■ TRY IT
The records that follow are to be repeated exactly, in full.
[GIVEN ENTRIES Boundary: Start]
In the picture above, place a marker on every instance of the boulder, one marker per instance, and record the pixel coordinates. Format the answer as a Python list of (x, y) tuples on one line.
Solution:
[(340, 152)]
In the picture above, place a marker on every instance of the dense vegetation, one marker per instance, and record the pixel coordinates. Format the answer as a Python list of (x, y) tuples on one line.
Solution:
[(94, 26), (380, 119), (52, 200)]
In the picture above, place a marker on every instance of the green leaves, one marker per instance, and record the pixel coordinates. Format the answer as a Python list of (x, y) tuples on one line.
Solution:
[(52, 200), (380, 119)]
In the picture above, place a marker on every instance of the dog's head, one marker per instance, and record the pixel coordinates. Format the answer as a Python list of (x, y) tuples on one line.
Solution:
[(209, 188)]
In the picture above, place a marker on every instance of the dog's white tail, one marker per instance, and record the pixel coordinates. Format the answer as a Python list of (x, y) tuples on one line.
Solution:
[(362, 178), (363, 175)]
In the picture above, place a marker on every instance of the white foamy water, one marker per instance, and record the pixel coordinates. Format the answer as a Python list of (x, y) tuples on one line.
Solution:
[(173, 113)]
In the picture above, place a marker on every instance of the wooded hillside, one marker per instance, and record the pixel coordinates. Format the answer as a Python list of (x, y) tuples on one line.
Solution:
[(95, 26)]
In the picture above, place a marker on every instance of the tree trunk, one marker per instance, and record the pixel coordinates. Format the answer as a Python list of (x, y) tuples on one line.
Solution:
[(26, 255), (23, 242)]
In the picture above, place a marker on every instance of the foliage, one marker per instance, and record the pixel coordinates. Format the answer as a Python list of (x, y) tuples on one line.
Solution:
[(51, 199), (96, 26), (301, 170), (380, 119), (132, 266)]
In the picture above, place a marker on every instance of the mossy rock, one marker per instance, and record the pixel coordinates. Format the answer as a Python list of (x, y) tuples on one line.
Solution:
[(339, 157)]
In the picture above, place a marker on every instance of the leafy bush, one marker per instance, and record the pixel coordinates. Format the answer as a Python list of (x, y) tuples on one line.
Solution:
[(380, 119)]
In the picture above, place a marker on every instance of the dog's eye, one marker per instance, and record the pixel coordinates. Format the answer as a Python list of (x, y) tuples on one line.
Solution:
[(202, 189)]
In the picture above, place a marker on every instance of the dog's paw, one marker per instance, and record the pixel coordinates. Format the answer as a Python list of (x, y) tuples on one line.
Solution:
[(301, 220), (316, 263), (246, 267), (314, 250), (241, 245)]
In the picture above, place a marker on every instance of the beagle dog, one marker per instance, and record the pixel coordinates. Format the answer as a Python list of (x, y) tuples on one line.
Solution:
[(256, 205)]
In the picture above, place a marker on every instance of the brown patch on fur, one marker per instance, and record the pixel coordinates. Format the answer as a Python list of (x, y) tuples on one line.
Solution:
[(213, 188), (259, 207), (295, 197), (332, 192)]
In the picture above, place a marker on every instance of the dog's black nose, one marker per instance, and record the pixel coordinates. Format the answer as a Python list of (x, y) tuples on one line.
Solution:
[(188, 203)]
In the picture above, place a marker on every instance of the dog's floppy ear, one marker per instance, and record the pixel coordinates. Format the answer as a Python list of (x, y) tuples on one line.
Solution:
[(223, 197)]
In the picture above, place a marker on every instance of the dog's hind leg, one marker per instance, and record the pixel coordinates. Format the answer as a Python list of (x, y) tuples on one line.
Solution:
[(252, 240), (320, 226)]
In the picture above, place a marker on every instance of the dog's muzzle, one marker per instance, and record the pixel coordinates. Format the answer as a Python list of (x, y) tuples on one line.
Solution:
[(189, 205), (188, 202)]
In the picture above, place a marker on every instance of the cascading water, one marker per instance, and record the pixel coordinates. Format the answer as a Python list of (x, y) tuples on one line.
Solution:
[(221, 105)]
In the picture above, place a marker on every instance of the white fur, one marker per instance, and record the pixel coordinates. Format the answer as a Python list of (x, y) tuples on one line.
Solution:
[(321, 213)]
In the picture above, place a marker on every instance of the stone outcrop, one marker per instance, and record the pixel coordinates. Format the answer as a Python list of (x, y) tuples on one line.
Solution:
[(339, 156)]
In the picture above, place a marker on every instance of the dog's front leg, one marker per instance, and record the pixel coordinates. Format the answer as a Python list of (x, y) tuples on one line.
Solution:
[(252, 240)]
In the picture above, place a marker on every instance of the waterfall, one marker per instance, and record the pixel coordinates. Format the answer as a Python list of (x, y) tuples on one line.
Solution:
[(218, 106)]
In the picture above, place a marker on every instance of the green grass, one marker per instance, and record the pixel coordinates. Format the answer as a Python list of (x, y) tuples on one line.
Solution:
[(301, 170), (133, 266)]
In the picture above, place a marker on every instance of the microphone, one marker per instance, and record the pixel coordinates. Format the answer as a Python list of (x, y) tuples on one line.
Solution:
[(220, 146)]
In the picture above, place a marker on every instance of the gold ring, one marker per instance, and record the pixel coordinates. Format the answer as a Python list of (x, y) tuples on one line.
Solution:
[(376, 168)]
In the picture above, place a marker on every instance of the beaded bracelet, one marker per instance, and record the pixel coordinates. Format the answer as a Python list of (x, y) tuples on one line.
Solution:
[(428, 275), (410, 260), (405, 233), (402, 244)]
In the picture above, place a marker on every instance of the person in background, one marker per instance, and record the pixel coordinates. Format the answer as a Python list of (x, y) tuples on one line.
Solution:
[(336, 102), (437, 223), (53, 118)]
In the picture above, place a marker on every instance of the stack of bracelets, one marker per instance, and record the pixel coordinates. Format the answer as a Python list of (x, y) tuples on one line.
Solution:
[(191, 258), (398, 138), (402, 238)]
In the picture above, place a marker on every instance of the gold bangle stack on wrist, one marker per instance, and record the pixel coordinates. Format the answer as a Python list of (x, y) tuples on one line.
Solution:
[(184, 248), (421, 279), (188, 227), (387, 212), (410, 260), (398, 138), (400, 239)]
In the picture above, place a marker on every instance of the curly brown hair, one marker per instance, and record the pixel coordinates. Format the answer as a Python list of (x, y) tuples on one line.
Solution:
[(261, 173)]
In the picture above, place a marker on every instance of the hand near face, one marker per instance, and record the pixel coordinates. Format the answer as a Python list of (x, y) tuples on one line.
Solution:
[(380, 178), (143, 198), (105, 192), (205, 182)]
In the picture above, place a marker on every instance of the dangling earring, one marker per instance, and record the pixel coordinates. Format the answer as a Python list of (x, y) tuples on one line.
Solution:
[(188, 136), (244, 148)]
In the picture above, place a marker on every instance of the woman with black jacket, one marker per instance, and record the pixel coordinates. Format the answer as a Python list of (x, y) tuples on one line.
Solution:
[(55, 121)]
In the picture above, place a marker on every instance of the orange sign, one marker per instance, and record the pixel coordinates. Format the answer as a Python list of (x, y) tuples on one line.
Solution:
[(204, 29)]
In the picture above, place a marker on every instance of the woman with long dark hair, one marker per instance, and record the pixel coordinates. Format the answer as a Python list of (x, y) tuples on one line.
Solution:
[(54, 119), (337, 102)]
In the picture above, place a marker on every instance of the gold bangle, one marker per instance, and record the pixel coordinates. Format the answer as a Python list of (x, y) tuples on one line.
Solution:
[GIVEN ENTRIES Boundary: End]
■ RESULT FOR THIS TASK
In the picture above, place a marker on every instance of the boulder, one marker per instance, and record the pixel coordinates. Format the answer as a Python list of (x, y) tuples on one line.
Solution:
[(340, 152)]
In the picture above, place a marker on every instance of the dense vegetation, one marker per instance, and record the pixel coordinates. Format the answer as a Python list of (x, y) tuples on one line.
Solution:
[(94, 26), (380, 119), (52, 200)]
In the picture above, place a marker on every instance of the green leaves, one marker per instance, and record the pixel coordinates. Format the answer as a Python list of (x, y) tuples on one line.
Solution:
[(52, 200), (380, 119)]
In the picture above, place a marker on every instance of the dog's head, one marker per instance, and record the pixel coordinates. Format the answer as a Python list of (x, y) tuples on one line.
Solution:
[(209, 188)]
In the picture above, place a marker on every instance of the dog's white tail, one marker per instance, and record the pixel coordinates. Format the answer as a Python list of (x, y) tuples on one line.
Solution:
[(362, 178), (363, 175)]
In the picture above, place a marker on every instance of the white foamy water, one marker per instance, and record the pixel coordinates. Format the answer as a Python list of (x, y) tuples on one line.
Solution:
[(173, 113)]
In the picture above, place a marker on every instance of the wooded hillside, one marker per instance, and record the pixel coordinates. Format the answer as a Python list of (x, y) tuples on one line.
Solution:
[(95, 26)]
In the picture above, place a marker on every instance of the tree trunk, one marker per instance, and record the pixel coordinates. Format the answer as a Python list of (x, y) tuples on one line.
Solution:
[(26, 255), (23, 242)]
In the picture above, place a marker on every instance of the foliage, one marker per instance, and record the pixel coordinates. Format the answer as a Python list of (x, y) tuples on one line.
Solution:
[(51, 199), (96, 26), (301, 170), (380, 119), (132, 266)]
In the picture above, place a marker on every instance of the mossy rock, one marker per instance, and record the pixel coordinates. Format the answer as a Python list of (x, y) tuples on one line.
Solution:
[(339, 157)]
In the picture above, place a marker on every instance of the leafy bush, one marker per instance, and record the pixel coordinates. Format the answer as a Python list of (x, y) tuples on one line.
Solution:
[(380, 119)]
In the picture above, place a marker on every instance of the dog's eye, one marker per instance, and record the pixel coordinates. Format the answer as a Python list of (x, y) tuples on one line.
Solution:
[(202, 189)]
In the picture above, place a marker on every instance of the dog's paw, one marker per instance, and record the pixel coordinates. Format the answer as a Python list of (x, y) tuples on one line.
Solution:
[(301, 220), (316, 263), (246, 267), (314, 250), (241, 245)]
In the picture above, place a marker on every instance of the beagle dog, one marker per instance, and record the pixel coordinates. Format the answer as a Python list of (x, y) tuples on one line.
Solution:
[(256, 205)]
In the picture above, place a marker on every instance of the brown patch on fur, one marker per instance, and record the pixel coordinates. Format the answer as a Python list of (x, y) tuples on one line.
Solution:
[(213, 188), (259, 207), (295, 197), (332, 192)]
In the picture above, place a marker on every instance of the dog's black nose, one marker per instance, and record the pixel coordinates. Format the answer as a Python list of (x, y) tuples on one line.
Solution:
[(188, 203)]
In the picture above, place a marker on every instance of the dog's floppy ear, one marker per instance, and record the pixel coordinates. Format the answer as a Python list of (x, y) tuples on one line.
Solution:
[(223, 197)]
In the picture above, place a marker on every instance of the dog's hind leg, one marker per instance, and record the pixel coordinates. Format the answer as a Python list of (x, y) tuples on one line.
Solution:
[(252, 240), (320, 226)]
In the picture above, place a marker on every instance of the dog's muzzle, one marker per instance, and record the pixel coordinates. Format the answer as a Python list of (x, y) tuples on one line.
Solution:
[(189, 205), (188, 202)]
In the picture above, place a marker on every instance of the cascading water, one marker per instance, and record the pixel coordinates. Format the answer as a Python list of (x, y) tuples on one line.
Solution:
[(221, 105)]
In the picture above, place a marker on every instance of the white fur, one marker per instance, and record the pixel coordinates. Format the answer as a Python list of (x, y) tuples on one line.
Solution:
[(321, 213)]
In the picture above, place a marker on every instance of the stone outcrop, one marker per instance, and record the pixel coordinates. Format the answer as a Python list of (x, y) tuples on one line.
Solution:
[(339, 156)]
In the picture above, place a marker on every instance of the dog's front leg, one marker per instance, and record the pixel coordinates. Format the answer as a Python list of (x, y) tuples on one line.
Solution:
[(252, 240)]
In the picture above, place a marker on every instance of the waterfall, one marker per instance, and record the pixel coordinates. Format the answer as a Python list of (x, y) tuples on one line.
Solution:
[(218, 106)]
In the picture above, place a marker on every instance of the green grass, one marker per instance, and record the pixel coordinates. Format the answer as a Python list of (x, y) tuples on one line.
Solution:
[(301, 170), (133, 266)]
In the picture above, place a marker on every instance of the microphone, one marker per instance, and record the pixel coordinates. Format the answer as a Python list of (x, y) tuples on one line.
Solution:
[(220, 146)]
In the picture above, place a marker on every instance of the gold ring, one marker per instance, and record the pixel coordinates. Format the answer as a Python list of (x, y) tuples on one line.
Solution:
[(376, 168)]
In the picture above, place a marker on every instance of the beaded bracelet, one marker per instance, and record the pixel coordinates. Format the answer as a Python list of (x, y) tuples on one line.
Solution:
[(428, 275), (410, 260), (405, 233), (402, 244)]
In the picture above, place a marker on every instance of the person in background, one marker per instance, and record the pixel coordinates. Format the answer as a Python list of (x, y) tuples on one line.
Solution:
[(336, 102), (437, 223), (53, 118)]
In the picture above, place a marker on every instance of the stack of bracelets, one marker per instance, and record the pixel coordinates. Format the answer as a Python list of (x, y) tuples on one line.
Solution:
[(191, 258), (398, 138), (402, 238)]
In the picture above, place a marker on every instance of the gold bangle stack on wrist, one marker per instance, and record the pixel coordinates. Format the answer as a Python list of (x, y) tuples on one line.
Solution:
[(184, 248), (421, 279), (188, 227), (387, 212), (410, 260), (398, 138), (400, 239)]
In the picture above, place a marker on every instance of the curly brown hair, one marker per instance, and record the pixel coordinates. Format the answer as a Python list of (x, y) tuples on one line.
Solution:
[(261, 173)]
In the picture above, place a marker on every instance of the hand near face, one marker per instance, and record the pixel coordinates. Format the answer as a Python list of (x, y) tuples on one line.
Solution:
[(380, 178), (143, 198), (105, 192), (205, 182)]
In the picture above, place a marker on every instance of the dangling earring, one marker per instance, and record the pixel coordinates. Format the answer as a Python list of (x, y) tuples on one line.
Solution:
[(188, 136), (244, 148)]
In the picture above, place a marker on every instance of the woman with black jacket, one marker per instance, and record the pixel coordinates. Format the answer as a Python list of (x, y) tuples on one line.
Solution:
[(55, 121)]
In the picture above, place a marker on every instance of the orange sign, one marker per instance, and record the pixel coordinates. Format the answer as a Python list of (x, y) tuples on one line.
Solution:
[(204, 29)]
In the picture above, place a marker on every instance of the woman with long dark hair, one marker per instance, and record the pixel coordinates. Format the answer as a Python list of (x, y) tuples on one line.
Solution:
[(54, 119), (337, 102)]
In the picture above, place a marker on every instance of the gold bangle, one marker per instance, and record the pixel coordinates. Format the answer as a Python list of (x, y) tuples on one line.
Solution:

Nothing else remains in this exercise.